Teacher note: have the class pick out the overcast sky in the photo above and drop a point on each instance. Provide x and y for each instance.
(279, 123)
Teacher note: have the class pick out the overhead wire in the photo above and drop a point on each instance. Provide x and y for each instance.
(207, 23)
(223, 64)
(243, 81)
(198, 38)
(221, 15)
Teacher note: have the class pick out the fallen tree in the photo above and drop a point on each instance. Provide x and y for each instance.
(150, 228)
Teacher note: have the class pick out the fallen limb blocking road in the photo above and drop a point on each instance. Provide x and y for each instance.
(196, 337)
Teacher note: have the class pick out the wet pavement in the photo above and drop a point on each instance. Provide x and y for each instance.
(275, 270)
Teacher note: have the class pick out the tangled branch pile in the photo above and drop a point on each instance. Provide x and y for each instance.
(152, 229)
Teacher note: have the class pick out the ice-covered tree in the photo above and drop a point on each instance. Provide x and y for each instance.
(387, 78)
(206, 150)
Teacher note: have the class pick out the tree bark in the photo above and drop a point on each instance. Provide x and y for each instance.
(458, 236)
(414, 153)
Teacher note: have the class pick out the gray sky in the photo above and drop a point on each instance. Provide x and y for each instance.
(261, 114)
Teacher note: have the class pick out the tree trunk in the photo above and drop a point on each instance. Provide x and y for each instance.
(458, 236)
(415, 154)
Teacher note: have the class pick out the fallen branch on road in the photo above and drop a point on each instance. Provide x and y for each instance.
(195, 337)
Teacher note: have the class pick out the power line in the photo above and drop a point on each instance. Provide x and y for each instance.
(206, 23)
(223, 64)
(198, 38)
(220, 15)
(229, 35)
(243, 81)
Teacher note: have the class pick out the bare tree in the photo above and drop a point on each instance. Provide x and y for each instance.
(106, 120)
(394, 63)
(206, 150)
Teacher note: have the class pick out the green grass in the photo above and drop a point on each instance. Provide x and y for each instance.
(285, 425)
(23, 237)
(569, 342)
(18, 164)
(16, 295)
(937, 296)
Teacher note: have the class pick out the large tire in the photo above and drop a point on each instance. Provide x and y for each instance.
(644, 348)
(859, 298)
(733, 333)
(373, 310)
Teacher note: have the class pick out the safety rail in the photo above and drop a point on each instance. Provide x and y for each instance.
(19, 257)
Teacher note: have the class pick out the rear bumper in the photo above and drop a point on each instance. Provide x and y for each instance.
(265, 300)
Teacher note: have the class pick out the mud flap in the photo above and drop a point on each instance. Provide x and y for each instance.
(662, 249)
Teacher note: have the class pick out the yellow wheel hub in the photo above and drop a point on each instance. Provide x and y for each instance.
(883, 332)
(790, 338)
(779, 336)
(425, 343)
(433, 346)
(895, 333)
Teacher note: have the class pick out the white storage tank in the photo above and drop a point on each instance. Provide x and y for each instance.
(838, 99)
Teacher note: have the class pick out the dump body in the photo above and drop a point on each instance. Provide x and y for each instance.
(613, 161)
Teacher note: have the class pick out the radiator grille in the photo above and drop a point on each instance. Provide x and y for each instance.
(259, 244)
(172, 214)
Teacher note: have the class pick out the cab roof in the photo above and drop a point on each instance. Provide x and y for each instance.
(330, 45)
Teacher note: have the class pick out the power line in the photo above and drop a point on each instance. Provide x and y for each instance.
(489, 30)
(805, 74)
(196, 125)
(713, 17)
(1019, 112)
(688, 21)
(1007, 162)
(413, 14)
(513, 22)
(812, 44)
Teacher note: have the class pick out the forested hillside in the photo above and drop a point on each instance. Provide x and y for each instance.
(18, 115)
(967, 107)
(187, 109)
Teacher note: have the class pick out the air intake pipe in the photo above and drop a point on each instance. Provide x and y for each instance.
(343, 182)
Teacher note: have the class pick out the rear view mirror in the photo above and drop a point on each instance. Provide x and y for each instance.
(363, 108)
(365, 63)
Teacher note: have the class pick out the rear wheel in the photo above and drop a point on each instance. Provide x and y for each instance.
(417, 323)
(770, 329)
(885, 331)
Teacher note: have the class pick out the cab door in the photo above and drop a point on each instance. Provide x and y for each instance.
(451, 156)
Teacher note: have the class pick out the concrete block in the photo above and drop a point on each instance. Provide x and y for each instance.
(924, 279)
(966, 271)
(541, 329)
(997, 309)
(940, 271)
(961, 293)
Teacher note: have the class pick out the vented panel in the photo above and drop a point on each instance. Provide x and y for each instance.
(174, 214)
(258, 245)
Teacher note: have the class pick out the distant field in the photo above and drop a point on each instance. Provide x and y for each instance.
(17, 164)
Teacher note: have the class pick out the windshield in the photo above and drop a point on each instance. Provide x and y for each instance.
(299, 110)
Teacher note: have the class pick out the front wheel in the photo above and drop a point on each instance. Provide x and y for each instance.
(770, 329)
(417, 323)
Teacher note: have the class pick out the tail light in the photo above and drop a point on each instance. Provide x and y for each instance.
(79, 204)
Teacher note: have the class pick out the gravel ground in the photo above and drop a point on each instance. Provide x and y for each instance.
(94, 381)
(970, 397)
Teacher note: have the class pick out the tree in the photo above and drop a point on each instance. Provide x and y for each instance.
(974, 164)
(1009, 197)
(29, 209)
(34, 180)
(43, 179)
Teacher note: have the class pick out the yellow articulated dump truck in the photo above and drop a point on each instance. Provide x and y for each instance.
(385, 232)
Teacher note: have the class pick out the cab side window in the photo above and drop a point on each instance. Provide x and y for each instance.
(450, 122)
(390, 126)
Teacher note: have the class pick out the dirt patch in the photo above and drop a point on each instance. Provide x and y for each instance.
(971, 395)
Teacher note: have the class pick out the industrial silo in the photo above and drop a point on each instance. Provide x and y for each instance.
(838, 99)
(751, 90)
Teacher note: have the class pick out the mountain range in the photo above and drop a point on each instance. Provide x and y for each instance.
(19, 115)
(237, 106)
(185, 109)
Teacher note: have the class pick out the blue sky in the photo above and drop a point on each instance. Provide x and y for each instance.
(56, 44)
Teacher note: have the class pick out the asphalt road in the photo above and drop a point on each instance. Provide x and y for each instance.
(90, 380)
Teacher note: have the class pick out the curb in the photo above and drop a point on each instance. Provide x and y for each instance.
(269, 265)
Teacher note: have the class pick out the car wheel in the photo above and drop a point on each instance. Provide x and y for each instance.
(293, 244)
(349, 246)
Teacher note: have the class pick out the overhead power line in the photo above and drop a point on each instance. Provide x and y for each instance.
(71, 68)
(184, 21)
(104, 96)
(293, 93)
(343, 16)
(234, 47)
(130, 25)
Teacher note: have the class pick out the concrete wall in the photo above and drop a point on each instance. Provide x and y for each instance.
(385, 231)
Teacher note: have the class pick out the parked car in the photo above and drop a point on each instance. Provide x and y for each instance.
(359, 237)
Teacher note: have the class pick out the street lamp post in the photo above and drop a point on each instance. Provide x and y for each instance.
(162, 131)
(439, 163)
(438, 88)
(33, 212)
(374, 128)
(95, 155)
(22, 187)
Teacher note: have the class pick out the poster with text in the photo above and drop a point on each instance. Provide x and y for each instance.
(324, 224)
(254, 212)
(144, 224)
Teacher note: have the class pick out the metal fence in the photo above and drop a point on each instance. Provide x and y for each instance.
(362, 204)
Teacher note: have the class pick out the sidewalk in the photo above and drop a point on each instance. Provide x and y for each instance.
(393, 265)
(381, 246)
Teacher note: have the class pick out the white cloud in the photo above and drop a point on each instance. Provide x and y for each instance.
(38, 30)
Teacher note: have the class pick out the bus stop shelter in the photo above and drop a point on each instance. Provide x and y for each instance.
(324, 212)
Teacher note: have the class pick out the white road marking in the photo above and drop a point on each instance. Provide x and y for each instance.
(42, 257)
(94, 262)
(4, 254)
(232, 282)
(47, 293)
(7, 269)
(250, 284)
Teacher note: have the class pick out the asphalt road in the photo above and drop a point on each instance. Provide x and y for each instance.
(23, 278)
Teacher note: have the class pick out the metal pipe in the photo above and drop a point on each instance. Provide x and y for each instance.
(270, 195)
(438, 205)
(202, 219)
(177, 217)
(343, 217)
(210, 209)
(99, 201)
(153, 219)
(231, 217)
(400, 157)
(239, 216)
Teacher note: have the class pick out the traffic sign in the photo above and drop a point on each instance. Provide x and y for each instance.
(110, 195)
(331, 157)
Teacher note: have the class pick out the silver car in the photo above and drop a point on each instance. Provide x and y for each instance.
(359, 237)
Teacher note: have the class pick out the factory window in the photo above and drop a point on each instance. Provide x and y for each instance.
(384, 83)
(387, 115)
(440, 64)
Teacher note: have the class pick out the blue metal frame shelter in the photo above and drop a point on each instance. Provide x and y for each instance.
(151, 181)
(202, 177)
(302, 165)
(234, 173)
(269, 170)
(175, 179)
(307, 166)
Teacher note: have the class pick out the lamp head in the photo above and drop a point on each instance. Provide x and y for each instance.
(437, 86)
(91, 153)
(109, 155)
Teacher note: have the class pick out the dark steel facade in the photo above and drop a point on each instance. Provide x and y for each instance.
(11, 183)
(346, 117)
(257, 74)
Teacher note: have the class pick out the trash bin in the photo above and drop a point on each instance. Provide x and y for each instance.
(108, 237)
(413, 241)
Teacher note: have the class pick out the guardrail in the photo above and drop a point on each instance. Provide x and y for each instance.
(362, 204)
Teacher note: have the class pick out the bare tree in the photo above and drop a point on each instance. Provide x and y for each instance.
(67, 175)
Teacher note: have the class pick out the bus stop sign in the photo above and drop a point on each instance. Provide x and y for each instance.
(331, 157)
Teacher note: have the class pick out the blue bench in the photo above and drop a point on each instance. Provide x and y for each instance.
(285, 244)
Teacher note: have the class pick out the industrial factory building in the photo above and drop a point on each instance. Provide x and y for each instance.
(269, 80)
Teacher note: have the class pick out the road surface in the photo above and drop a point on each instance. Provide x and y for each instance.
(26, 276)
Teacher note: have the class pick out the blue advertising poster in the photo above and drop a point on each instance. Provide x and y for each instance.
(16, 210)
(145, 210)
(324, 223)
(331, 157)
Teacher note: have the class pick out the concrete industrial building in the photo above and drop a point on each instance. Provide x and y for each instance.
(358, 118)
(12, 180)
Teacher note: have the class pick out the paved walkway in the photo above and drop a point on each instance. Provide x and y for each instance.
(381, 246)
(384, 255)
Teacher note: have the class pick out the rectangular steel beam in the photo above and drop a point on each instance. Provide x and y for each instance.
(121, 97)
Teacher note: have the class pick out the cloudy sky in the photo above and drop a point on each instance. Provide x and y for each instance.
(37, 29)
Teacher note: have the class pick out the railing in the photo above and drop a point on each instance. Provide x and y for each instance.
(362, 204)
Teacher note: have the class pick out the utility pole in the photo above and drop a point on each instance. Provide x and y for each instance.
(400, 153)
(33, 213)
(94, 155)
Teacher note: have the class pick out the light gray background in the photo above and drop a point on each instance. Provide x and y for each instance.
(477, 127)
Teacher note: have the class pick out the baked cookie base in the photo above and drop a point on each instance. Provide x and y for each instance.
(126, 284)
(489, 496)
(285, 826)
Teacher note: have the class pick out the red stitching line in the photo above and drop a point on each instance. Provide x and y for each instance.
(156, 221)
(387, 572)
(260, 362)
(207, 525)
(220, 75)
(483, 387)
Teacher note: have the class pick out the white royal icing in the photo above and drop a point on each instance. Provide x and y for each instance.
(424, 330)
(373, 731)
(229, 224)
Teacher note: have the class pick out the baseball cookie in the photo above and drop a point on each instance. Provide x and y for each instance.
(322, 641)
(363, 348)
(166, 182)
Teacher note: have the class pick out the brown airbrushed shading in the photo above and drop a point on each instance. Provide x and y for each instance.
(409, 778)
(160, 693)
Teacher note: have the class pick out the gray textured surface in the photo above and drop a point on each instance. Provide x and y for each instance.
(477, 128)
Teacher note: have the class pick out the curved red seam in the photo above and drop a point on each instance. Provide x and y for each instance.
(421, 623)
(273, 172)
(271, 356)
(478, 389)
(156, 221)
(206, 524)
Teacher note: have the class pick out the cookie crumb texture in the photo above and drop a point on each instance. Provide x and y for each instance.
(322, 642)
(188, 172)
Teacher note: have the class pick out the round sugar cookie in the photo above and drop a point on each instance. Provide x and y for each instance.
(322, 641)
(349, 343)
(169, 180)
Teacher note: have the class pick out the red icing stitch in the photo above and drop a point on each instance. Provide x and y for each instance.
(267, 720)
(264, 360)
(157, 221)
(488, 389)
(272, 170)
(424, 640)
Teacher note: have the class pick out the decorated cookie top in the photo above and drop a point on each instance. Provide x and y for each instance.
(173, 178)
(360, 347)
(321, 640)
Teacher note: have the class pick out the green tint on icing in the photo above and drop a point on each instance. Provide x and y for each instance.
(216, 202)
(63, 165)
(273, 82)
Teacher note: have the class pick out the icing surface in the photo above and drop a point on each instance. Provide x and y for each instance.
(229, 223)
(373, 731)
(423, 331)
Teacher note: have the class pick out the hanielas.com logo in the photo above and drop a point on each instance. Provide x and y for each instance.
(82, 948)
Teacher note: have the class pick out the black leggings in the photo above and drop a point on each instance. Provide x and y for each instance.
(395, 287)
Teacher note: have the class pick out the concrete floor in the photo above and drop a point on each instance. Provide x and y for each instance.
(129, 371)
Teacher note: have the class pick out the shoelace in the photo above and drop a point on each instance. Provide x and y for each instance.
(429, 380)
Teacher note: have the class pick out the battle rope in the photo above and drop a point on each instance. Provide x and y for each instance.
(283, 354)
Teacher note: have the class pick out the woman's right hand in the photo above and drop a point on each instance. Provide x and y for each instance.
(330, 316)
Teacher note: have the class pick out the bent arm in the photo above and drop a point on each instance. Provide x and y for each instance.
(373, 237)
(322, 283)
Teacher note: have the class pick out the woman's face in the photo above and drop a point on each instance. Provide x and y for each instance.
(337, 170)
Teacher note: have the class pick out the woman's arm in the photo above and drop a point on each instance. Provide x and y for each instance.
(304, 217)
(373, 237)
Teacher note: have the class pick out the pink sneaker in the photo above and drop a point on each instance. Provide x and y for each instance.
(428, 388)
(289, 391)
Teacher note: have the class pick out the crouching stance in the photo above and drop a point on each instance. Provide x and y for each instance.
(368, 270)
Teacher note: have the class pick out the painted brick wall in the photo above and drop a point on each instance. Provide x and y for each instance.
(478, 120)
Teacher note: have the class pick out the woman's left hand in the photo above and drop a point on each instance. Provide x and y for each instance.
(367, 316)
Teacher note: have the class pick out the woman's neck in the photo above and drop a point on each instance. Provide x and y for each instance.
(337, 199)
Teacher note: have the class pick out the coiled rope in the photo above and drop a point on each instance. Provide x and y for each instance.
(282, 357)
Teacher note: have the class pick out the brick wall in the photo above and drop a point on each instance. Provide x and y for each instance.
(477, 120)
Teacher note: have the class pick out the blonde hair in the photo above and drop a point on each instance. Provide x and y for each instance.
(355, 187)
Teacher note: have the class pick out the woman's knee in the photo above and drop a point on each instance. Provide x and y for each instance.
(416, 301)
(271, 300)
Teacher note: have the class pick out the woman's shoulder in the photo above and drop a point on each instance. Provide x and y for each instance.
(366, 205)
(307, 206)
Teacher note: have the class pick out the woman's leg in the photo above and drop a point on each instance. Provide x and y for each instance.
------------------------------------------------------------------------
### [PROBLEM REQUIREMENTS]
The lines from the one containing "Teacher note: have the class pick out the woman's arm" through the end of the data are to be copied exactly, the first and last of them included.

### [RESPONSE]
Teacher note: have the class pick out the woman's arm in the photo above and drop a point on each instance. Provide x and y for each instance.
(304, 217)
(373, 237)
Teacher note: have the class pick out the pink sneaker in the photo above and drop a point on each instance. Provide x and y for each instance.
(428, 388)
(289, 391)
Teacher note: have the class pick out the crouching stance in the photo above and drop a point on each instance. Provide x and y for each instance.
(368, 270)
Teacher note: have the class pick out the painted brick wall in the photo above and drop a point on each instance. Provide x and y for each instance.
(478, 120)
Teacher note: have the class pick out the woman's left hand in the photo above and drop a point on each instance. Provide x and y for each instance.
(367, 316)
Teacher note: have the class pick out the woman's neck in the photo above and drop a point on each instance. Provide x and y for each instance.
(337, 199)
Teacher note: have the class pick out the coiled rope in the photo above and drop a point on each instance. Provide x and y for each instance.
(282, 357)
Teacher note: have the class pick out the brick wall in the photo above and drop a point on each instance. Provide x and y for each instance.
(477, 120)
Teacher note: have the class pick out the blonde hair in the photo above and drop a point on each instance. Provide x and y for each instance.
(355, 187)
Teacher note: have the class pick out the woman's knee in the photo above and drop a point on each instance. Provide x and y for each instance.
(416, 301)
(271, 300)
Teacher note: have the class pick out the woman's shoulder in the photo above and drop a point on each instance. Provide x and y for each instance.
(366, 205)
(307, 206)
Teacher note: have the class pick out the woman's leg in the photo above and drop a point on each instance. Provide x and y for each instance.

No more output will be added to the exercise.